Take each line from the material below that includes the string "picture" and copy it.

• **Records to use**
········

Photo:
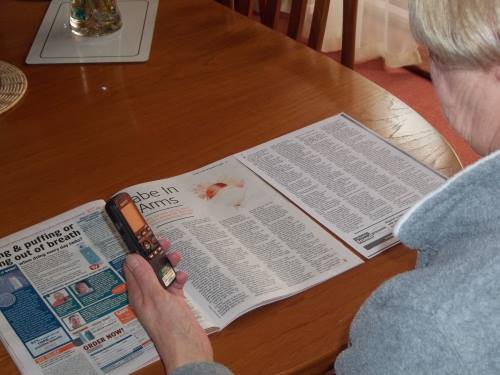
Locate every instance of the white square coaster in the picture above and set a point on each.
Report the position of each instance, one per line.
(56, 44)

········

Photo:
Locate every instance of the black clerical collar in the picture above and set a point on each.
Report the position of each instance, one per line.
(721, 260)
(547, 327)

········

• **Expected answer**
Locate every instance of the white square coaster in the picture above and set a point on each.
Locate every instance of the black clerical collar in the picture above and set a point on each.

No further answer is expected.